While detariffing has naturally led to fall in premium rates,
induced by the greed of insurers for building premium
volumes, the economic slowdown in India has
caused the demand of consumers for insurance cover to fall, as evidenced
by the sharp decrease in the premium growth rates in the last two
years. The combination of these twin converging forces is likely
to significantly worsen the financial positions of many non-life
insurers in the immediate future.
The insurers, emboldened by the earlier tariff regime, where
risks were pre-underwritten, have continued to write business with
a mindset of the past by indulging in the undisciplined practice of
building premium volumes, as before. They have taken on huge
quantities of risk exposures at uneconomic rates. With reinsurance getting
scarce and more expensive, both the losses and their expenses are
mounting on their net account. For long, insurers long used to rely on
the stock market financial gains to bail them out of their operating
losses, now they have also been hurt by the poor performance of the
stock market.

> Goals:
1) Which quantities does the passage on non-life insurance in India say have fallen or decreased?
2) Does each statement agree with the passage on non-life insurance in India? Answer yes or no for each, and quote the words that decide it.
(a) Under the earlier tariff regime, risks were pre-underwritten.
(b) Reinsurance has become cheaper and easier to obtain.
(c) Insurers have been helped by a strong stock market.
The records have no connection to the passage on non-life insurance.

> Provided data:
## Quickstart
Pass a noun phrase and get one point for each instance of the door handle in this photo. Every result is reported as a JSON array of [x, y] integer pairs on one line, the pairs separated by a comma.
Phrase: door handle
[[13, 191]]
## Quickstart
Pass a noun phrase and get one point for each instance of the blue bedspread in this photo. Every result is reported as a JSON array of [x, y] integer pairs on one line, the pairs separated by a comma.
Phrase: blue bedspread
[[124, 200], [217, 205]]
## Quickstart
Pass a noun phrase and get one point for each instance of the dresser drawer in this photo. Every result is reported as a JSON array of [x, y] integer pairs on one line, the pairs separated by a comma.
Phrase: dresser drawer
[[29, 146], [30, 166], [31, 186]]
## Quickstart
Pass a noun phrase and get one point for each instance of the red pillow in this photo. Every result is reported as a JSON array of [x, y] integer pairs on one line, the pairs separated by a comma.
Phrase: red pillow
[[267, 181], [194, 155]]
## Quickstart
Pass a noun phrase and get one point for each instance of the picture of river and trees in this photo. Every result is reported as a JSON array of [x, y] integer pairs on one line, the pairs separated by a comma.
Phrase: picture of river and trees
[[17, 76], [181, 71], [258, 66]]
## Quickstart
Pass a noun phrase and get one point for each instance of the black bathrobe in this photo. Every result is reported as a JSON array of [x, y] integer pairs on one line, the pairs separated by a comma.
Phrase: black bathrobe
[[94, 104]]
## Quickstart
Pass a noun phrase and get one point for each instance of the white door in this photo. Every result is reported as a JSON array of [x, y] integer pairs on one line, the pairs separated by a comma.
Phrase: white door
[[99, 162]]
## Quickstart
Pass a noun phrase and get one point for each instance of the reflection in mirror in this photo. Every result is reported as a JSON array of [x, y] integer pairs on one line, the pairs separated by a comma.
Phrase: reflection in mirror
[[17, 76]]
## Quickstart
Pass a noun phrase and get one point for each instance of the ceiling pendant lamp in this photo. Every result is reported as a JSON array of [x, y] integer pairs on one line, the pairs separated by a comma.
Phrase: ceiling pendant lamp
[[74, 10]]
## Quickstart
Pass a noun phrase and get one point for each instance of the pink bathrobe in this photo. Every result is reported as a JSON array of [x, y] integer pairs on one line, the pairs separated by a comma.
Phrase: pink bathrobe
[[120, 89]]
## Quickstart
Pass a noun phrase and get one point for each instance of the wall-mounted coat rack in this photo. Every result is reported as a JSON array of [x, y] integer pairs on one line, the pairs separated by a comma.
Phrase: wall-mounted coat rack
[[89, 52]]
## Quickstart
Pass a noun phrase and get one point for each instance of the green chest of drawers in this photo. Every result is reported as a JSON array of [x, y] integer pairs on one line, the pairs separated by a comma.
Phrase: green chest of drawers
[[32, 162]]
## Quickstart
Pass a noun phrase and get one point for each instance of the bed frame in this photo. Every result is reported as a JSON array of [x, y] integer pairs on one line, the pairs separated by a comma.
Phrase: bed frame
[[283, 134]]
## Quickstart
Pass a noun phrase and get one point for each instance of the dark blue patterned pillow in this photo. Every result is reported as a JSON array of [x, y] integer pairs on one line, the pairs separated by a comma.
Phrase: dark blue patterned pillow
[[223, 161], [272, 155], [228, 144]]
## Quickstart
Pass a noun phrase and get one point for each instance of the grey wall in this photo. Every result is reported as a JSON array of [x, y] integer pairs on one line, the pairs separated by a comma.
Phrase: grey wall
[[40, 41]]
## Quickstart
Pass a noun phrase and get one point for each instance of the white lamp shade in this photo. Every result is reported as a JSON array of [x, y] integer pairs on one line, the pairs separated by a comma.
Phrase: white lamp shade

> Expected outputs:
1)
- Premium rates
- Consumers' demand for insurance cover
- Premium growth rates over the last two years

2)
(a) Yes: "the earlier tariff regime, where risks were pre-underwritten"
(b) No: "With reinsurance getting scarce and more expensive"
(c) No: "they have also been hurt by the poor performance of the stock market"